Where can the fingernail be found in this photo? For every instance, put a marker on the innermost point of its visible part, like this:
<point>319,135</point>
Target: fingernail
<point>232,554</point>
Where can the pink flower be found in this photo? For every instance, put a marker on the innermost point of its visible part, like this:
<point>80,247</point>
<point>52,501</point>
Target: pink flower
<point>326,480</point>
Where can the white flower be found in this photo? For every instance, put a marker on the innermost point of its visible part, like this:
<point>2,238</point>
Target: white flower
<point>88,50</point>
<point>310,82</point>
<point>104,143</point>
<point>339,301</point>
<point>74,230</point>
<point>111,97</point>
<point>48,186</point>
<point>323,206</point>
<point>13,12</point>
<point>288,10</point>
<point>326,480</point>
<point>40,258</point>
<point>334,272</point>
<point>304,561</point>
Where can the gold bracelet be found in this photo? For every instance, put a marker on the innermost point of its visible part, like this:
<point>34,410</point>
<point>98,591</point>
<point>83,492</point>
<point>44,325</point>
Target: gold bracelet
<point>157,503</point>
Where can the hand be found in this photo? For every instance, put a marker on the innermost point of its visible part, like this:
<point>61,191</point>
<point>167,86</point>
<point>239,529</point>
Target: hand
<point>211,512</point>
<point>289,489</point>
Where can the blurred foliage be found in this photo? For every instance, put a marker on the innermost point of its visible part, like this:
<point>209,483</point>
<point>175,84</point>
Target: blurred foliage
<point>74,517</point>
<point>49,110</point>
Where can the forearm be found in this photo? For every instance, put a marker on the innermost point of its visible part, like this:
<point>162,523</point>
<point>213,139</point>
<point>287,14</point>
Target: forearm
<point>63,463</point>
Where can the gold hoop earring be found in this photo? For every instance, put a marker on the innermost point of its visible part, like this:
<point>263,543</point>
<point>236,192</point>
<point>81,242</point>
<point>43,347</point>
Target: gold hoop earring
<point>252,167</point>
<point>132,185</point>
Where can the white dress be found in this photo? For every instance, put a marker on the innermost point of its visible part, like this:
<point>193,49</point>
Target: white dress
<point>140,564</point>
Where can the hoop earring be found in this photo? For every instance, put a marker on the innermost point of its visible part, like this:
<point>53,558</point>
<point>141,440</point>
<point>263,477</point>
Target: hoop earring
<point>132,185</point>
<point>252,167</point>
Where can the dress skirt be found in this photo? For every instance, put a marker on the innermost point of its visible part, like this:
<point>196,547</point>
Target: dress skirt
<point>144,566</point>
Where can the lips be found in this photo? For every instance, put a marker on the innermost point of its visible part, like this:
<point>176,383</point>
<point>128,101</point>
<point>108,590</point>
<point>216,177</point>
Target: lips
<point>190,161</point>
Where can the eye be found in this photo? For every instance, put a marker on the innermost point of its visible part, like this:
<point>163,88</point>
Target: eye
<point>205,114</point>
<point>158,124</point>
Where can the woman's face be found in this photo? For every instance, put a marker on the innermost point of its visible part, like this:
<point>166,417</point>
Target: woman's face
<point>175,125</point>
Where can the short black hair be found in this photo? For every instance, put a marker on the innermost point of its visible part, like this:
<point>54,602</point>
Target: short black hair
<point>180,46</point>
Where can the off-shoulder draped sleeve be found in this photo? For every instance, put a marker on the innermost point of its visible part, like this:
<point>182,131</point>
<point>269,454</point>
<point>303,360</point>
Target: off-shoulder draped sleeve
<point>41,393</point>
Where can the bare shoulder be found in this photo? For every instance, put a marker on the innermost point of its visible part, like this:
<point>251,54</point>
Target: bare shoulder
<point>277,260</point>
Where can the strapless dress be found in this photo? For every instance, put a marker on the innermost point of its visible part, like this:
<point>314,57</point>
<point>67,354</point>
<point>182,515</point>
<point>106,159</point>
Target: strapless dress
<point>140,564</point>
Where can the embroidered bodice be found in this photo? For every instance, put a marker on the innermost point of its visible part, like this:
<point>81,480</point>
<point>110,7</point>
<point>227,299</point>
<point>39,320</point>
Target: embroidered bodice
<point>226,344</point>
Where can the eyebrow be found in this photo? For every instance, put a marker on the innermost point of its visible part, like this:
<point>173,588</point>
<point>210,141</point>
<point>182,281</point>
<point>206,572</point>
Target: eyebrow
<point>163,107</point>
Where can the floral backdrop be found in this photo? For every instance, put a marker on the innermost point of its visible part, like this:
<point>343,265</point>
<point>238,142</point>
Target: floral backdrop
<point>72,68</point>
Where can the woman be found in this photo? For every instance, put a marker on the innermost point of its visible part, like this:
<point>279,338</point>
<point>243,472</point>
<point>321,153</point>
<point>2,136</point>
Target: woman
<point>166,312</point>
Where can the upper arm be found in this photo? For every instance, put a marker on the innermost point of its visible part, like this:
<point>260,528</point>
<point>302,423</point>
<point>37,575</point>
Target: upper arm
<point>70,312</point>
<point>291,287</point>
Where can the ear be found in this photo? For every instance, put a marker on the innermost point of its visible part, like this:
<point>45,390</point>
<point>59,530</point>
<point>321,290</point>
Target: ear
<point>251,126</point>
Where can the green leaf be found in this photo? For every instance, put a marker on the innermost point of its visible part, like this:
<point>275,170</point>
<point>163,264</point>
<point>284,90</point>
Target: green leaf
________________________________________
→ Problem
Across the whole listing, how many lines contain the string "green"? Give the number and no more.

→ Written answer
2